__Source records__
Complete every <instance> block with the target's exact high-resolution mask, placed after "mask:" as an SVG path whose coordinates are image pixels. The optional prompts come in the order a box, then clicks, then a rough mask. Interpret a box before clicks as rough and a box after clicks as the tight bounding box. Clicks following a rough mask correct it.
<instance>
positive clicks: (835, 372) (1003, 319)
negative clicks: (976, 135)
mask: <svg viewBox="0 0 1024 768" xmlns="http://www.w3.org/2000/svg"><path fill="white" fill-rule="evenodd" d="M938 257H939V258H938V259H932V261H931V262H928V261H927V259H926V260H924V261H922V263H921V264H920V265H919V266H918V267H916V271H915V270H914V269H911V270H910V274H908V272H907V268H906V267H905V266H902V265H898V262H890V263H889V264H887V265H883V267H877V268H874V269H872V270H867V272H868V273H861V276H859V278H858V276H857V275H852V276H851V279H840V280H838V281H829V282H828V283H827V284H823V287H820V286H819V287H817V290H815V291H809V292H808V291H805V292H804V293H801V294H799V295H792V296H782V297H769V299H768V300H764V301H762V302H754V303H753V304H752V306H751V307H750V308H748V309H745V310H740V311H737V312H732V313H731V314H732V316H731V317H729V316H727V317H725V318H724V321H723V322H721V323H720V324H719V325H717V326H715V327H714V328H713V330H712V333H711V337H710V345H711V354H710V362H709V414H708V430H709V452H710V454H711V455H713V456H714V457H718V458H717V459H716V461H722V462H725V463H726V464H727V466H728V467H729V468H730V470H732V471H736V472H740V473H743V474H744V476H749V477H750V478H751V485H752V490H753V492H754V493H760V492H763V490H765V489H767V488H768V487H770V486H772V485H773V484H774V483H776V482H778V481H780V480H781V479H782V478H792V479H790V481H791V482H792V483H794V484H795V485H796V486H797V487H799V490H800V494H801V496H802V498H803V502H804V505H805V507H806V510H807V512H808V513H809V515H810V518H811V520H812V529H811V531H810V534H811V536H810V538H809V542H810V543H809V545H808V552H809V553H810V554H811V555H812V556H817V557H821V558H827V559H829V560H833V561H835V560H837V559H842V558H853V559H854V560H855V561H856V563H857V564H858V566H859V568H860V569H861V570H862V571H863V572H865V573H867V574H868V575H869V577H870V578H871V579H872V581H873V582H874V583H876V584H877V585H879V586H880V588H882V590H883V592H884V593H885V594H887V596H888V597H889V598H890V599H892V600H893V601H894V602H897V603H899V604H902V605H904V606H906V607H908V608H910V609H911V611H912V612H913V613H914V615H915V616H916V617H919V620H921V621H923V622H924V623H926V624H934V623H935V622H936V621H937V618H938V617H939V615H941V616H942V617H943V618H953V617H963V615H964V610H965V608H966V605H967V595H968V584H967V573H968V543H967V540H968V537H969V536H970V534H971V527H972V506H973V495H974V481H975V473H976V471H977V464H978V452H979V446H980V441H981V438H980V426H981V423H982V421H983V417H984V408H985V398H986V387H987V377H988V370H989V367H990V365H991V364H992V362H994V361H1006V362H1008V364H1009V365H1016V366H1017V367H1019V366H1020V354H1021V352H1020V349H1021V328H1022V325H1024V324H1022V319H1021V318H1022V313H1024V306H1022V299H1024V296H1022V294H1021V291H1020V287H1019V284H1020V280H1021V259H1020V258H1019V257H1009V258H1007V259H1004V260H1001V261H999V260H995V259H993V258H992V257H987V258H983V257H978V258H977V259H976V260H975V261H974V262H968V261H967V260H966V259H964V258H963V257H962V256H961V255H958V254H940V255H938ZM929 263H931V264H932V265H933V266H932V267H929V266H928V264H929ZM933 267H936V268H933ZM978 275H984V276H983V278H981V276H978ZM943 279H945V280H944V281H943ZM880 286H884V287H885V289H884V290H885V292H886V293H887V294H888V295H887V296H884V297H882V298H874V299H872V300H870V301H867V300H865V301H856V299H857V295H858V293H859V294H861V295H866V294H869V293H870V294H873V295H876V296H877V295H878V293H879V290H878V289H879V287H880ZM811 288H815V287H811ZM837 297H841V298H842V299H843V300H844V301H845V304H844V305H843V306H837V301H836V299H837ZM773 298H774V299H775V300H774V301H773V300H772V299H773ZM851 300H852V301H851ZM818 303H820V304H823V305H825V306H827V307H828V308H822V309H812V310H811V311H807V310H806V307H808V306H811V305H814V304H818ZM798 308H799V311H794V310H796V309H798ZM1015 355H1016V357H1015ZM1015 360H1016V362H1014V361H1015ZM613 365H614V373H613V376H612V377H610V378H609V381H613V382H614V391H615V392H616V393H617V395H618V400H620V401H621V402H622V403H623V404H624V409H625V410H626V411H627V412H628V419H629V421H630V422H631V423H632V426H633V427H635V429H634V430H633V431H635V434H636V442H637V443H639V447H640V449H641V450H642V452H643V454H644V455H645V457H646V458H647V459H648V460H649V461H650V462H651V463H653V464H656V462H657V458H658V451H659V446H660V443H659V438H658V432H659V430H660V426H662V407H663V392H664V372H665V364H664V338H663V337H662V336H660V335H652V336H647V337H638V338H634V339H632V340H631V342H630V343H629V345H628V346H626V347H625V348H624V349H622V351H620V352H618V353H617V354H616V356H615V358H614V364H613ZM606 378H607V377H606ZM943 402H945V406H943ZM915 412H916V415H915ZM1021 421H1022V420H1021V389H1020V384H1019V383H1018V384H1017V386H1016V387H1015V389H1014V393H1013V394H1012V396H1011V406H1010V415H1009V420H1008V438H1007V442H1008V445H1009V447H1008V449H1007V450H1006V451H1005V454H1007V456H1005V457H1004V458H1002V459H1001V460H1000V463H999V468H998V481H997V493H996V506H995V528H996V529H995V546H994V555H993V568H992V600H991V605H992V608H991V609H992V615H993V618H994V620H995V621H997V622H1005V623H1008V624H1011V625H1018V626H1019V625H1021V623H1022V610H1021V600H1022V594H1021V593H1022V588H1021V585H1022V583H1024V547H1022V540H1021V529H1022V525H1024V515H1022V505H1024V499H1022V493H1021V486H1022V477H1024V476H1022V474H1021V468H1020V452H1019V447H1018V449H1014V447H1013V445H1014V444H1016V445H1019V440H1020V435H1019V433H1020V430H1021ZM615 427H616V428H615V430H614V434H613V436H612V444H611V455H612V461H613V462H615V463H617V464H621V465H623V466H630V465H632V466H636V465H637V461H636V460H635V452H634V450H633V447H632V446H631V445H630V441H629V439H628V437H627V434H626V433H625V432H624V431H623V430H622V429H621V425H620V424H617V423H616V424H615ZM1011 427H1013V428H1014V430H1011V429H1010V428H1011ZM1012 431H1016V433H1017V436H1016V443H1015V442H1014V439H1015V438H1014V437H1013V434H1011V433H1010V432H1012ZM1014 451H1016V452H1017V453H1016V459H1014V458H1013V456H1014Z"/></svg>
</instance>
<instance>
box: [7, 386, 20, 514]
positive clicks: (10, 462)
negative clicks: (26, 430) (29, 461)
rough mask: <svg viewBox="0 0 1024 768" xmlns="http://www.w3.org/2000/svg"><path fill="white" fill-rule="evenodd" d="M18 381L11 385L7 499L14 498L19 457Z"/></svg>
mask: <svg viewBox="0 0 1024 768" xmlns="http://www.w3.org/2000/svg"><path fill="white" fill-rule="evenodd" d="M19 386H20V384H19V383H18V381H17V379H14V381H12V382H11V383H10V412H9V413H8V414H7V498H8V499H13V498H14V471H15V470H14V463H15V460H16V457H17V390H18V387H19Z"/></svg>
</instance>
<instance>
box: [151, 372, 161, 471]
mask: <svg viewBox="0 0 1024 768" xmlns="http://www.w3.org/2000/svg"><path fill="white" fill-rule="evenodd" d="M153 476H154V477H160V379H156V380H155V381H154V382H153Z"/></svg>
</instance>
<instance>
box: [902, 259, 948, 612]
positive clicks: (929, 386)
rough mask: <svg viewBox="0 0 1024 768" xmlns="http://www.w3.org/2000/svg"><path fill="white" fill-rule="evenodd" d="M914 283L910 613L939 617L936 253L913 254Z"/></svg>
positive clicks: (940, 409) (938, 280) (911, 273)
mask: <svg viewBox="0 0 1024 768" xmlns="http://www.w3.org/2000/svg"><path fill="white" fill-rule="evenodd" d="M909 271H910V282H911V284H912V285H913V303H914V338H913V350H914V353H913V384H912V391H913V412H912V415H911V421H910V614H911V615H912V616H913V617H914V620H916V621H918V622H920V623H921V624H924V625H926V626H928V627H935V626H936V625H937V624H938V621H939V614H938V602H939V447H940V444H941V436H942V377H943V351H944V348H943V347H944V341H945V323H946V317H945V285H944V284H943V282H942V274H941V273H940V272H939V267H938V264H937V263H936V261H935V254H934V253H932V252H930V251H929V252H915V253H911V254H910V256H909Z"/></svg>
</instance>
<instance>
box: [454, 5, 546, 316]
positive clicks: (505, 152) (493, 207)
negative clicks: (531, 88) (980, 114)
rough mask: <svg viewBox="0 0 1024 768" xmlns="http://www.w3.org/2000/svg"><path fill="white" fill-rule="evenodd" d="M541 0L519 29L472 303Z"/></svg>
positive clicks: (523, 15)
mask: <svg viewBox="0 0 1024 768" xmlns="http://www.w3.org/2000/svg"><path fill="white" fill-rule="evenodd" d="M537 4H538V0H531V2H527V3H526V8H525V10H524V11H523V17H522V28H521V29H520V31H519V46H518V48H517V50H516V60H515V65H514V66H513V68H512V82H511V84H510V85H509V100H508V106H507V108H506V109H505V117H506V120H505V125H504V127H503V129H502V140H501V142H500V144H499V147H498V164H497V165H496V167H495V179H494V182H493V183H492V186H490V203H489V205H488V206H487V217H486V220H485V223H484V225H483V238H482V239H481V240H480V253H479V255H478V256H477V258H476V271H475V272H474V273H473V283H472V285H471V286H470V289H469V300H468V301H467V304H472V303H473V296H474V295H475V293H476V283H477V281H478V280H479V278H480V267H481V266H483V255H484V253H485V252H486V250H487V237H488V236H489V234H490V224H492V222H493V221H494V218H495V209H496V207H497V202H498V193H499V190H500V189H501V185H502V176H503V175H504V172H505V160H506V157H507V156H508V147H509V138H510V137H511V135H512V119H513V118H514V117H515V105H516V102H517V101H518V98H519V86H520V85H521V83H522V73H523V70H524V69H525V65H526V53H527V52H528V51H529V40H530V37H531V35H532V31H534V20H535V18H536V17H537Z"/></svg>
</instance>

__Your goal__
Reproduce the rows word for word, starting at the very first line and ending at the line containing "negative clicks: (976, 135)", with both of those lines included.

__Exercise output__
Complete every <instance> block with the target's exact high-resolution mask, placed after "mask:" as an SVG path whose coordinates are image pixels. The optional prompts come in the order a box, then clicks, then a rough mask. Interpret a box before clicks as rough and a box after clicks as the tight bounding box. Clicks following a rough mask correct it.
<instance>
positive clicks: (835, 372) (1003, 319)
negative clicks: (976, 135)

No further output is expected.